コラム

ゆるオタのオススメ~千歳ヲチコチ~

千歳ヲチコチ 

D・キッサン(ドクター・キッサン)著書
一迅社 出版
全8巻 完結

あらすじ 

舞台は平安時代 3流貴族の娘「チコ」と上流貴族の息子だけど出世とか結婚にいまいち興味が持てない「とおる」が偶然交わした一つの文がきっかけで二人の世界が変わって行くちょっと風変わりなラブコメ
平安時代の女性は丸顔でまっすぐな黒髪が美人とされていましたが主人公の「チコ」はちょっと釣り目で「秋の色」をした髪を持ち、なにより虫が好きな風変わりなお姫さまでした。
お父上は僻地の統治を任されているような三流貴族。もういい年だと言うのに結婚のけの字もないし、本人も気にしていない。
そんなチコが友人の「なりちゃん」に書いた文が行方不明に、その内容もまた雅とは程遠い物で・・・でもたまたまこの文を拾った「とおる」は普通の人とは違う着目点に惹かれ一度きりの戯れに返歌を返すことに。

·····

* **設問**
1. 提示テキストのうち、「D・キッサン(ドクター・キッサン)著書」を含む語句で始まり「な風変わりなお姫さまでした。」で終わる部分を、一字も変えずに再掲してください。
2. 次の各記述は提示テキストの内容と合っていますか？それぞれ「はい」か「いいえ」で答え、判断の根拠となる提示テキストの語句をそのまま引用してください。
(a) チコの父は、僻地の統治を任されているような三流貴族である。
(b) この作品は全10巻で完結している。
(c) チコ本人は、結婚していないことを気にしている。
3. 提示テキストについて、次の問いに答えてください。
(a) この作品を出版したのはどこですか？
(b) 物語の舞台はどの時代ですか？
(c) チコが文を書いた友人は何と呼ばれていますか？

·····

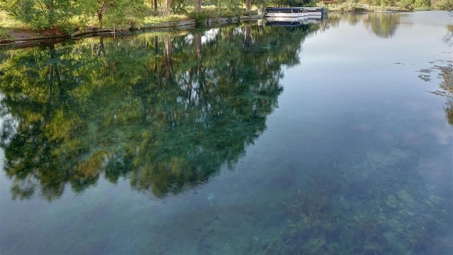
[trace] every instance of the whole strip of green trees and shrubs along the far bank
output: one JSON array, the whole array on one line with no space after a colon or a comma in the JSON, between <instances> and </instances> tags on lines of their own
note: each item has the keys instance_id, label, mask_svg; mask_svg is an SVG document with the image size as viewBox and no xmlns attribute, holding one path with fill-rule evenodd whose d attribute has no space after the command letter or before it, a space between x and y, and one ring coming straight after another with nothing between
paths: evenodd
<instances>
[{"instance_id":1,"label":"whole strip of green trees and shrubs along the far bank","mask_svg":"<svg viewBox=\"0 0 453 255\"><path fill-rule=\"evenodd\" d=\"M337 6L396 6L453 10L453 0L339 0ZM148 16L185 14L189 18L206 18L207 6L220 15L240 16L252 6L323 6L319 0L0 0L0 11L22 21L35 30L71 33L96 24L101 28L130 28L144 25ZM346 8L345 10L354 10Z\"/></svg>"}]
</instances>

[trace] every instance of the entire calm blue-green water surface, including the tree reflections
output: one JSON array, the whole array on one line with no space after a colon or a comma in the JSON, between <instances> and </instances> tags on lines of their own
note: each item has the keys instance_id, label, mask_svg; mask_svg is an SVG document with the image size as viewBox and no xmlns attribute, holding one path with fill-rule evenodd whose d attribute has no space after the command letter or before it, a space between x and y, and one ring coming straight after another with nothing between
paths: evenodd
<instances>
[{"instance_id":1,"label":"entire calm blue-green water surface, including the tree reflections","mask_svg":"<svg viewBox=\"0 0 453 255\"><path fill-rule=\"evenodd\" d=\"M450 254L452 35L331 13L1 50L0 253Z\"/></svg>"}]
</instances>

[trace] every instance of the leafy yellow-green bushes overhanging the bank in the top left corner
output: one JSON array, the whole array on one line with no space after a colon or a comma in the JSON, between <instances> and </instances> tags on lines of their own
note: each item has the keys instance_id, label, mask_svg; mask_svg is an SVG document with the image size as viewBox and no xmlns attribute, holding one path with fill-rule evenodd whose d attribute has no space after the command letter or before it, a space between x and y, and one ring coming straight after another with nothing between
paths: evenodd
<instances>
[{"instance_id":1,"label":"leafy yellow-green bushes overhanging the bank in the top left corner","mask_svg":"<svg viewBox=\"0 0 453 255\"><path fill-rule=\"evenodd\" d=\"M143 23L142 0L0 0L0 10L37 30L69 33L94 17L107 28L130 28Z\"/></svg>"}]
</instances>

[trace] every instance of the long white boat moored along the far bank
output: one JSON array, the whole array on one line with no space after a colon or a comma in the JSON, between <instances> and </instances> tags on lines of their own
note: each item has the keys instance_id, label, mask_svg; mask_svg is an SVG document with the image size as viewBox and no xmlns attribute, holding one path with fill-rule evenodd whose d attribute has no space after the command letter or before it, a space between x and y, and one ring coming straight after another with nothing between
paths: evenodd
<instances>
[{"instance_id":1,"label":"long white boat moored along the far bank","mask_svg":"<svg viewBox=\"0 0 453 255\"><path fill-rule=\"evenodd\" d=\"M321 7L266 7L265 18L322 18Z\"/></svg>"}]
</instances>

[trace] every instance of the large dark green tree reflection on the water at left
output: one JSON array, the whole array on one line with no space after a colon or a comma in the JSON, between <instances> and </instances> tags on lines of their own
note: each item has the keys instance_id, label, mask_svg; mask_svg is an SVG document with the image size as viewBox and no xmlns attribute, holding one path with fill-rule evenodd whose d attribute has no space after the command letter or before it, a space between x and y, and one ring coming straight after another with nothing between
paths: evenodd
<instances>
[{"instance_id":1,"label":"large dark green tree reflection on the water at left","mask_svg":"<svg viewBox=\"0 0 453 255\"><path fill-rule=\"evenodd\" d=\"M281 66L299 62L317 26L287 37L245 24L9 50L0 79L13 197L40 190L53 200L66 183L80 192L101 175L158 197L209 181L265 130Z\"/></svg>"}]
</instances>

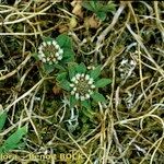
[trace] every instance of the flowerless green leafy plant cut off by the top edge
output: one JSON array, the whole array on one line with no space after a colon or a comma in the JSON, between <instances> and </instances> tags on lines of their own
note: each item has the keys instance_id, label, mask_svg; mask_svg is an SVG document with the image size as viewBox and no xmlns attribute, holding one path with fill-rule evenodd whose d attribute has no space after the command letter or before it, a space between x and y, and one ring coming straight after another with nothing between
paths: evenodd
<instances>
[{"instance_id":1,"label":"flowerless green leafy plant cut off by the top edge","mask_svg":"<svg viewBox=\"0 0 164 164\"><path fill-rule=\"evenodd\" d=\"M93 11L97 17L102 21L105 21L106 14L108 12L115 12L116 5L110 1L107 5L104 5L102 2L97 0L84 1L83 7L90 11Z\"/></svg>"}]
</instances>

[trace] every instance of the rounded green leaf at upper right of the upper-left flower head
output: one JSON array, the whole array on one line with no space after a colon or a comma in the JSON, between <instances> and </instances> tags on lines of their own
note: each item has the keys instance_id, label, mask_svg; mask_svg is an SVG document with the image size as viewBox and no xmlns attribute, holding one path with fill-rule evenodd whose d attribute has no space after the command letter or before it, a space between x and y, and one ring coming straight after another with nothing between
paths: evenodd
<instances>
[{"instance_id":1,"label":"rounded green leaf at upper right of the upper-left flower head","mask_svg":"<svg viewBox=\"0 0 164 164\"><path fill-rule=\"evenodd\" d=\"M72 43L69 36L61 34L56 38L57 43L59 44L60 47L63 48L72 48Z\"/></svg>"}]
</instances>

·····

* **設問別の解答**
1.
D・キッサン(ドクター・キッサン)著書
一迅社 出版
全8巻 完結

あらすじ 

舞台は平安時代 3流貴族の娘「チコ」と上流貴族の息子だけど出世とか結婚にいまいち興味が持てない「とおる」が偶然交わした一つの文がきっかけで二人の世界が変わって行くちょっと風変わりなラブコメ
平安時代の女性は丸顔でまっすぐな黒髪が美人とされていましたが主人公の「チコ」はちょっと釣り目で「秋の色」をした髪を持ち、なにより虫が好きな風変わりなお姫さまでした。

2.
(a) はい。「お父上は僻地の統治を任されているような三流貴族。」
(b) いいえ。「全8巻 完結」
(c) いいえ。「本人も気にしていない。」

3.
(a) 一迅社
(b) 平安時代
(c) なりちゃん